Дмитрий очень интересную историю начал рассказывать, как корреспондент New York Times чуть не зашиб Сталина…

В. Дымарский

… Сталина с Молотовым на проводах японца.

Д. Якушкин

Это в данном случае к чему? К тому, что в этих книгах. Все эти люди, о которых мы сегодня говорим, они выполняли ежедневную работу, но, понимая историчность момента, то, что они являются свидетелями мирового события, они думали о книгах. И самое ценное, что эти книги вышли и были напечатаны, вот еще война не закончилась, еще не было даже Сталинграда.

В. Рыжков

По горячим следам.

Д. Якушкин

Да. Вот книга, которая лежит передо мной, вышла в 42-м году. Есть книги, которые вышли в 43-м году. И почему эти книги ценные? Потому что на них не отразилось послевоенное осмысление событий. Как известно, сразу же после войны отношения, мягко говоря, начали усложняться.

В. Дымарский

Там уже политика…

Д. Якушкин

Даже не в этом дело. Просто восприятие было другое, и поэтому эти книги, они написаны очень как бы спонтанно и искренне. И что значит – к вопросу об этом эпизоде – что в этих книгах помимо этой интонации, помимо такого отношения к фактам – там много деталей, которые были недоступны. У нас вообще, в нашей мемуаристике не принято, условно говоря…

В. Рыжков

Опускаться до мелочей.

**ЗАДАНИЯ И УПРАЖНЕНИЯ**
1) Почему, по словам Д. Якушкина в исходном тексте, книги военных лет ценны?
2) Переведите на английский язык предложение из исходного текста: «Как известно, сразу же после войны отношения, мягко говоря, начали усложняться».

**ПРИВЕДЁННЫЙ ПЕРЕЧЕНЬ**
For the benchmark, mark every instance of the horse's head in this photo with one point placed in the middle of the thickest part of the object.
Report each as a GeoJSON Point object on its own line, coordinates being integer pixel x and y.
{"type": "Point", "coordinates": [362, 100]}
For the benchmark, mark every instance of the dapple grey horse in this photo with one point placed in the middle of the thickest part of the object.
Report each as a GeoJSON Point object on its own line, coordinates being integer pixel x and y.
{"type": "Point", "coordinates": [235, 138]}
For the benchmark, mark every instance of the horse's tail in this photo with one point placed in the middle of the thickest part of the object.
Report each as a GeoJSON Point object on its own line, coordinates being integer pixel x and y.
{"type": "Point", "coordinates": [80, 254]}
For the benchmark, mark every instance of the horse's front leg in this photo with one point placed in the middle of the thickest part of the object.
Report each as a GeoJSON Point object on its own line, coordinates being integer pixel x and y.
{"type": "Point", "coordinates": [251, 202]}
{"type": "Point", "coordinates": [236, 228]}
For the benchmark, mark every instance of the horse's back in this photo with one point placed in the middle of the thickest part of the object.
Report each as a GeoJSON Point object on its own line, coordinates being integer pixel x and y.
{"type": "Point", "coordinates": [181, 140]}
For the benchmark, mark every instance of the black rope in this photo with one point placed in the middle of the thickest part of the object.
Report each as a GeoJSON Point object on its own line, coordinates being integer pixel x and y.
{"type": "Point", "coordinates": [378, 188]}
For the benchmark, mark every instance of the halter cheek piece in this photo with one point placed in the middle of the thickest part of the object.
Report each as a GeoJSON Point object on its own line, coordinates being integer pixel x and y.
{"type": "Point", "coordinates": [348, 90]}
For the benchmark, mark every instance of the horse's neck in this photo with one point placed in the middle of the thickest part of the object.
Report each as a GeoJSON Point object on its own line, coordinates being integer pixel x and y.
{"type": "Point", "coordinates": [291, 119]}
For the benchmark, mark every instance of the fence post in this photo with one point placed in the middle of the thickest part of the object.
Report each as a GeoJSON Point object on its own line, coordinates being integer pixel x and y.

**ОТВЕТЫ К ЗАДАНИЯМ**
1) На них не отразилось послевоенное осмысление событий.

2) As is well known, right after the war relations, to put it mildly, began to grow more complicated.